§ **Problem description**:
Show every line of the entries that contains the word "church". Case counts.

§ **Entries shown**:
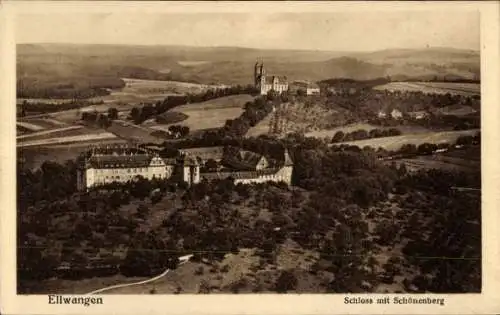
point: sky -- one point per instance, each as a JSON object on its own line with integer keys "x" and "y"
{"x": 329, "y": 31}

---

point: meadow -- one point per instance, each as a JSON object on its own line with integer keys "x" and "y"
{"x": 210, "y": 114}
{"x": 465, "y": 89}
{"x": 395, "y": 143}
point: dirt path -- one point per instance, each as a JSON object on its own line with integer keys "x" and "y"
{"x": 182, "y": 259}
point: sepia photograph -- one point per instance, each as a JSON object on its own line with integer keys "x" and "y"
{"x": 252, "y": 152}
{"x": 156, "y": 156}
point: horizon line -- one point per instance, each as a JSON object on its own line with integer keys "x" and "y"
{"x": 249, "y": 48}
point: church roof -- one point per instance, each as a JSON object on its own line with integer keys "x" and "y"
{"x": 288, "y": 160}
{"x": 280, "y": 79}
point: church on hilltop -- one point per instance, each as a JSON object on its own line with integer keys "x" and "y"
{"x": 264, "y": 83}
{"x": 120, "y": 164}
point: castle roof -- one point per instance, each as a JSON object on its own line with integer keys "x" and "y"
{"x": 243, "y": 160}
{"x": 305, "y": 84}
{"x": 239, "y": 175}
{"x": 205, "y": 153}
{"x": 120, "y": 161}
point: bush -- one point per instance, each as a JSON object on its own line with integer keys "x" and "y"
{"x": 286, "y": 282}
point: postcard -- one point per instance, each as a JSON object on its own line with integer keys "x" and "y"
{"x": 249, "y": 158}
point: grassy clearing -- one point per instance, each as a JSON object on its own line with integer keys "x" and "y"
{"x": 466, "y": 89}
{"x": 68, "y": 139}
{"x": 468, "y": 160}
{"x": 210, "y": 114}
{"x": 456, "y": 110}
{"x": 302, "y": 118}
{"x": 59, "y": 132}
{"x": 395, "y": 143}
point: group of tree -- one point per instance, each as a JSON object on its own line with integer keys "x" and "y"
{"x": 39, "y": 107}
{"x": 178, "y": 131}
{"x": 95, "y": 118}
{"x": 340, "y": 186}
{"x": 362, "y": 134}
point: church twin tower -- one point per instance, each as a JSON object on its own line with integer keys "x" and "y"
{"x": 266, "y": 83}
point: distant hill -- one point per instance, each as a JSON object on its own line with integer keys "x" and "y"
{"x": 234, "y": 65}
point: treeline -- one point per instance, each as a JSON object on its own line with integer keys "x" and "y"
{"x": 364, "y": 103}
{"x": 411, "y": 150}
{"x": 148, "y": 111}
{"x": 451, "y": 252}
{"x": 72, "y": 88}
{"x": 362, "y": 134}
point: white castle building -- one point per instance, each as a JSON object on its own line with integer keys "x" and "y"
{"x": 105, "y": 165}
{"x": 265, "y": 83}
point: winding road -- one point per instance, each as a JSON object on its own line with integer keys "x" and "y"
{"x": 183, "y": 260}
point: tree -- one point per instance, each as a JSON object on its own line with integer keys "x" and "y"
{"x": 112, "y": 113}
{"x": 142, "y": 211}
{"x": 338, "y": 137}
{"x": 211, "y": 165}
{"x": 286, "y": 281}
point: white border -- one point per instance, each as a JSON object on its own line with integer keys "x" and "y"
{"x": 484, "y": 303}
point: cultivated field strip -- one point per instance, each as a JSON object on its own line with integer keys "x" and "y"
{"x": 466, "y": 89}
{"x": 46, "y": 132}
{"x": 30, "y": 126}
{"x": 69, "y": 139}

§ **Response to this task**:
point: church roof -- one point per instance, each as a JSON object on its own line with integer keys "x" and "y"
point: church on hilltop -- one point per instance, each as a JSON object on its own line with integer keys "x" and "y"
point: church twin tower -- one point per instance, each as a JSON object on its own line with integer keys "x" and "y"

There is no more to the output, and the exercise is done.